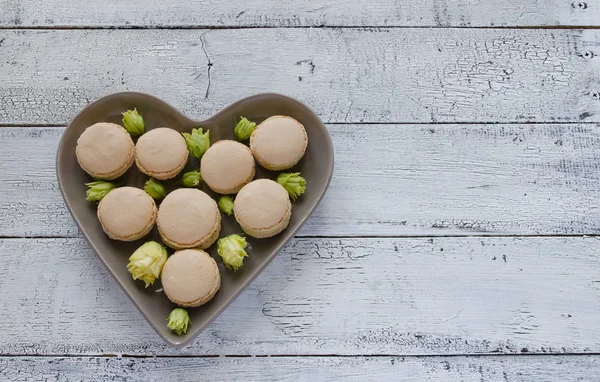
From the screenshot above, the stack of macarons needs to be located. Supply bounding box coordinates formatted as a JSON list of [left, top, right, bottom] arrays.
[[75, 108, 309, 330]]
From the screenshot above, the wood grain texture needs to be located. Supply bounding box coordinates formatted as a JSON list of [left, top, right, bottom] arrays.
[[0, 29, 598, 125], [2, 355, 600, 381], [3, 124, 600, 237], [1, 237, 599, 356], [1, 0, 599, 27]]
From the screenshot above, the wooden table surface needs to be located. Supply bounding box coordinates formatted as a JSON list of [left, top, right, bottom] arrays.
[[1, 1, 600, 380]]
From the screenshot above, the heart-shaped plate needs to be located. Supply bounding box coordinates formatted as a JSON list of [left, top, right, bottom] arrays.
[[56, 92, 334, 347]]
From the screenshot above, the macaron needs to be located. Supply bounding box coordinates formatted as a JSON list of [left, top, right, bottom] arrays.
[[76, 122, 135, 180], [250, 116, 308, 171], [157, 188, 221, 250], [97, 186, 157, 241], [200, 140, 255, 194], [234, 179, 292, 238], [135, 127, 188, 180], [161, 249, 221, 307]]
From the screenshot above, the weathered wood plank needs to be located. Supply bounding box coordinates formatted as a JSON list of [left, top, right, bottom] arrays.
[[1, 0, 598, 27], [2, 355, 600, 381], [0, 29, 598, 125], [3, 124, 600, 237], [0, 237, 599, 355]]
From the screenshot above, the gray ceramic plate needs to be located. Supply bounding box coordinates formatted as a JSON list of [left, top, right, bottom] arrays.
[[56, 92, 334, 347]]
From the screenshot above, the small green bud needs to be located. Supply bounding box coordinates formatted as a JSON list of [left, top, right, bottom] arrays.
[[127, 241, 168, 288], [182, 128, 210, 158], [218, 195, 234, 215], [85, 180, 121, 202], [121, 108, 145, 136], [179, 170, 202, 187], [234, 117, 256, 141], [217, 234, 248, 271], [167, 308, 191, 336], [144, 178, 166, 200], [277, 172, 306, 201]]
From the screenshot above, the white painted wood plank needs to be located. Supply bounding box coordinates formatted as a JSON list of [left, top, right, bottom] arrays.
[[1, 0, 599, 27], [0, 29, 598, 125], [3, 124, 600, 237], [2, 355, 600, 381], [0, 237, 599, 355]]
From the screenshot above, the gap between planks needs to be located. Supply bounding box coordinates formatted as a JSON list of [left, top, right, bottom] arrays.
[[1, 25, 600, 30], [3, 234, 600, 240], [1, 353, 600, 358], [1, 122, 599, 128]]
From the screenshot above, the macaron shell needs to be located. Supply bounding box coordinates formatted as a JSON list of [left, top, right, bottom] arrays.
[[157, 188, 221, 249], [161, 249, 221, 307], [97, 187, 157, 241], [200, 140, 256, 194], [159, 213, 221, 250], [135, 127, 189, 180], [76, 122, 135, 180], [239, 204, 291, 238], [250, 116, 308, 171], [234, 179, 291, 237]]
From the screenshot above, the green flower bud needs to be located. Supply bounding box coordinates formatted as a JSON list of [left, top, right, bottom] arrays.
[[182, 128, 210, 158], [127, 241, 168, 288], [167, 308, 191, 336], [218, 195, 234, 215], [144, 178, 166, 200], [179, 170, 202, 187], [121, 108, 145, 136], [85, 180, 121, 202], [217, 234, 248, 271], [277, 172, 306, 201], [234, 117, 256, 141]]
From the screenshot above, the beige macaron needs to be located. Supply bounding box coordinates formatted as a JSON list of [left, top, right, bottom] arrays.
[[234, 179, 292, 238], [200, 140, 256, 194], [97, 186, 157, 241], [161, 249, 221, 307], [76, 122, 135, 180], [157, 188, 221, 250], [250, 116, 308, 171], [135, 127, 189, 180]]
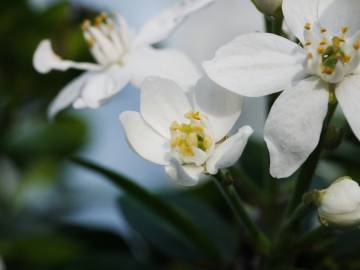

= = = = = = =

Leaving the images out, retype all the material above exactly.

From the screenshot above, the stack of macarons needs to be located. Supply bounding box coordinates formatted as a JSON list of [left, top, right, bottom] arrays.
[[75, 108, 309, 330]]
From the screenshot above, the wood grain texture needs to be located. Supply bounding box coordinates formatted as a JSON list of [left, top, right, bottom] arrays.
[[0, 29, 598, 125], [2, 355, 600, 381], [3, 124, 600, 237], [1, 237, 599, 356], [1, 0, 599, 27]]
From the screenshot above, the wooden table surface needs to be located. Supply bounding box coordinates formatted as a JSON list of [left, top, right, bottom] arrays.
[[1, 1, 600, 380]]
From the screenshot above, the heart-shaped plate needs to be located. Supply bounding box coordinates formatted as a JSON list of [left, top, right, bottom] arrays.
[[56, 92, 334, 347]]
From the screenshot above, the macaron needs to be located. Supply bounding box coordinates formatted as a JSON list of [left, top, right, bottom] arrays.
[[76, 122, 135, 180], [250, 116, 308, 171], [157, 188, 221, 250], [97, 186, 157, 241], [200, 140, 255, 194], [234, 179, 292, 238], [135, 127, 188, 180], [161, 249, 221, 307]]
From the screenshot above, the weathered wood plank needs to be located. Supply bounding box coordinates formatted as a JSON list of [left, top, right, bottom] arrays.
[[1, 0, 598, 27], [2, 355, 600, 381], [0, 29, 598, 125], [3, 124, 600, 237], [0, 237, 599, 355]]
From the screenshot above, the gray ceramic plate needs to be located. Supply bounding box coordinates formatted as a JSON list of [left, top, right, bottom] arrays.
[[56, 92, 334, 347]]
From the screenshot above, the small green bud needs to be located. Supply bounding box coordinates formatted as a JSON list of [left, top, right, bottom] arrays.
[[127, 241, 168, 288], [182, 128, 210, 158], [218, 195, 234, 215], [85, 180, 121, 202], [121, 108, 145, 136], [179, 170, 202, 187], [234, 117, 256, 141], [217, 234, 248, 271], [167, 308, 191, 336], [144, 178, 166, 200], [277, 172, 306, 201]]
From the screenshot above, the white painted wood plank needs to be located. Supply bounding box coordinates formatted as a JSON list of [left, top, right, bottom] arrays.
[[1, 0, 599, 27], [0, 29, 598, 125], [3, 124, 600, 237], [2, 355, 600, 381], [0, 237, 599, 355]]
From the screenshot above, the gap between planks needs to be located. Supply bounding box coordinates formatted as a JSON list of [left, top, right, bottom] arrays.
[[1, 25, 600, 30], [3, 234, 600, 240], [1, 353, 600, 358], [1, 122, 599, 128]]
From the screenshot above, the macaron shell needs to be located. Supply bounding box coordinates formatted as a JSON list of [left, top, right, bottom] arrays.
[[157, 188, 221, 249], [161, 249, 221, 307], [97, 187, 157, 241], [200, 140, 256, 194], [159, 213, 221, 250], [135, 127, 189, 180], [76, 122, 135, 180], [239, 204, 291, 238], [250, 116, 308, 171], [234, 179, 291, 237]]
From the screenshot above, the green flower bud needs to be located. Supply bounding box coordinates formatted as a JSON list of [left, top, right, bottom] arrays.
[[182, 128, 210, 158], [127, 241, 168, 288], [167, 308, 191, 336], [218, 195, 234, 215], [144, 178, 166, 200], [179, 170, 202, 187], [121, 108, 145, 136], [85, 180, 121, 202], [217, 234, 248, 271], [277, 172, 306, 201], [234, 117, 256, 141]]
From the screenshot above, the beige macaron needs to be located. Supply bounding box coordinates formatted as a JSON list of [left, top, right, bottom] arrays.
[[234, 179, 292, 238], [200, 140, 256, 194], [97, 186, 157, 241], [161, 249, 221, 307], [76, 122, 135, 180], [157, 188, 221, 250], [250, 116, 308, 171], [135, 127, 189, 180]]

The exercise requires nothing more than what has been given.